Output the listing below verbatim, line for line, and omit the images.
── Dataset ──
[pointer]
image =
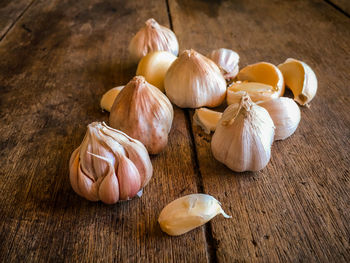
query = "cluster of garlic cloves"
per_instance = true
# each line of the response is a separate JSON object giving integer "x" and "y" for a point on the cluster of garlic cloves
{"x": 109, "y": 165}
{"x": 143, "y": 112}
{"x": 153, "y": 37}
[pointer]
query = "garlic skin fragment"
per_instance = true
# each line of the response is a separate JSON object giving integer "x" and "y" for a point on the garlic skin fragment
{"x": 227, "y": 60}
{"x": 243, "y": 137}
{"x": 301, "y": 79}
{"x": 189, "y": 212}
{"x": 143, "y": 112}
{"x": 109, "y": 97}
{"x": 285, "y": 114}
{"x": 194, "y": 81}
{"x": 153, "y": 67}
{"x": 207, "y": 119}
{"x": 153, "y": 37}
{"x": 109, "y": 165}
───
→ Correct output
[pointer]
image =
query = "cluster of garlic cloves"
per_instance = true
# each line of the response is a separate JSON object giving integer "x" and "y" for a point on the cluster of garlic cloves
{"x": 109, "y": 165}
{"x": 143, "y": 112}
{"x": 153, "y": 37}
[pointer]
query = "garlic skin fragment"
per_instance = true
# each line of the response is a separate JSON object giving integer "x" and "y" for a point on the garlic skin fragment
{"x": 227, "y": 60}
{"x": 243, "y": 137}
{"x": 301, "y": 79}
{"x": 189, "y": 212}
{"x": 143, "y": 112}
{"x": 109, "y": 97}
{"x": 285, "y": 114}
{"x": 194, "y": 81}
{"x": 153, "y": 67}
{"x": 207, "y": 119}
{"x": 153, "y": 37}
{"x": 109, "y": 165}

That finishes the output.